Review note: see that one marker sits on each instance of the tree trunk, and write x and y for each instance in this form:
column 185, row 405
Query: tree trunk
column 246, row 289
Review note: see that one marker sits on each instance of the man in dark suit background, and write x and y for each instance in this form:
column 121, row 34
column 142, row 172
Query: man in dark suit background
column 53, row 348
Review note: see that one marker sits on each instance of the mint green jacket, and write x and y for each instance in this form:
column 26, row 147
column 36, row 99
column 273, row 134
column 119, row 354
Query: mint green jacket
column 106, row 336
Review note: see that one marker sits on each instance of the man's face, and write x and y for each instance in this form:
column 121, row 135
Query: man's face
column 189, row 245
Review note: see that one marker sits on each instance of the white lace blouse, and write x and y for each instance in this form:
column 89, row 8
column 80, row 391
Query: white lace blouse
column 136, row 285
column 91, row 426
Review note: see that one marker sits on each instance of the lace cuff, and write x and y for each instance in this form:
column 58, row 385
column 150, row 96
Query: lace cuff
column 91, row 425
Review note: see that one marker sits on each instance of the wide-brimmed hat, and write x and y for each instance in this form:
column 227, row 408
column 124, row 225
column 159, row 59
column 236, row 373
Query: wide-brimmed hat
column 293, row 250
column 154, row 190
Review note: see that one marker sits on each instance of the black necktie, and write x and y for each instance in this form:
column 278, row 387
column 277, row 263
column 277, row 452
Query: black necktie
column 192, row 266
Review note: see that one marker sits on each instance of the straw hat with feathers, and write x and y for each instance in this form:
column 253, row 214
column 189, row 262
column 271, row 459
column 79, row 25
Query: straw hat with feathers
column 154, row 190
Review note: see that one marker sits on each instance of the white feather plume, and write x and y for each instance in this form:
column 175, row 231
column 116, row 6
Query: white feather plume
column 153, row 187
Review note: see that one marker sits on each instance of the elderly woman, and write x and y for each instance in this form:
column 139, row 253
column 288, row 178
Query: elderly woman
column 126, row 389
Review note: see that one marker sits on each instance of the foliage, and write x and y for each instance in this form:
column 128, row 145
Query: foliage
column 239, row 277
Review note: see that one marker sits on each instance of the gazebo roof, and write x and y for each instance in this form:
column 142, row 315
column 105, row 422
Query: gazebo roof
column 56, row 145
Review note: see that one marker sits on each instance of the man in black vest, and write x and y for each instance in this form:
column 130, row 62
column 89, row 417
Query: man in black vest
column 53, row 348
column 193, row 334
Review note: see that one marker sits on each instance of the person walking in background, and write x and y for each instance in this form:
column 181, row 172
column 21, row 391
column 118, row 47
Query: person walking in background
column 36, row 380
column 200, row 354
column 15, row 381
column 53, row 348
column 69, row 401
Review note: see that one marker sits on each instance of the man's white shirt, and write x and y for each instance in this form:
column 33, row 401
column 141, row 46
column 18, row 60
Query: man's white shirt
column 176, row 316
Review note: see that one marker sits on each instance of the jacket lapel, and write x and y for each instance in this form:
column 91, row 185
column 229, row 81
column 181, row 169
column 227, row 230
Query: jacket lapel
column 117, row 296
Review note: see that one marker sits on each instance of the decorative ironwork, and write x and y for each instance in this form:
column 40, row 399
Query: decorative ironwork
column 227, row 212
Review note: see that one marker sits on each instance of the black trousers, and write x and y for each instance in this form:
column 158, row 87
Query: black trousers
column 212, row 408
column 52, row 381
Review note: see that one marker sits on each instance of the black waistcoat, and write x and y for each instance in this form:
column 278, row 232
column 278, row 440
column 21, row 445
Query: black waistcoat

What you are asked to do: Repeat exactly the lines that run from the opening of the listing through the line holding "column 121, row 135". Leave out everything else.

Output of the task:
Review note: see that one marker sits on each instance of the tree trunk, and write x and y for each instance in this form:
column 185, row 405
Query: tree trunk
column 246, row 289
Review note: see that one marker sits on each instance of the man in dark suit background, and write x and y for each instance in this form:
column 121, row 34
column 142, row 172
Query: man in dark suit background
column 53, row 348
Review note: see that one marker sits on each instance of the mint green jacket, and write x and y for each instance in this form:
column 26, row 147
column 36, row 99
column 273, row 134
column 119, row 354
Query: mint green jacket
column 106, row 336
Review note: see that one marker sits on each instance of the man's face, and write x and y for each instance in this form:
column 121, row 135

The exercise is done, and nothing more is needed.